▶ **Required action**: Starting at the first line of the data, please print exactly those lines through the one that holds "Scan for hiker in blue shirt.", omitting every picture.

Stored data entries:
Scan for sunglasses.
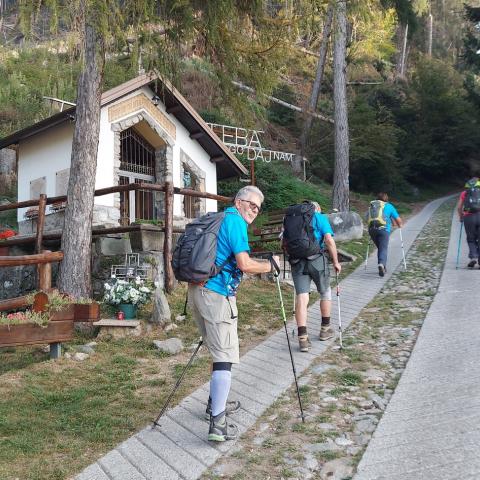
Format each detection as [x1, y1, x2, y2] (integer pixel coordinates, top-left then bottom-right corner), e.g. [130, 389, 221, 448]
[240, 199, 261, 214]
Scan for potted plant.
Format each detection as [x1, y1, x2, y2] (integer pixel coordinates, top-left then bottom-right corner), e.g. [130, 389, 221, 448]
[103, 277, 154, 319]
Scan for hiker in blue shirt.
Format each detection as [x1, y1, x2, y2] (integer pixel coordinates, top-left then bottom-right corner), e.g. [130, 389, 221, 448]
[188, 185, 279, 442]
[285, 201, 341, 353]
[367, 192, 403, 277]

▶ **Reply to the task**:
Scan for sunglasses.
Format each detection as [x1, y1, x2, y2] (integer pixel coordinates, top-left then bottom-right corner), e.g. [130, 389, 221, 448]
[240, 199, 261, 214]
Scan for potted plant.
Format each detection as [x1, y1, x2, y2] (integer pixel coordinates, top-left then bottom-right corner), e.g. [130, 389, 221, 448]
[103, 277, 154, 319]
Scan for hiker in blue shirt.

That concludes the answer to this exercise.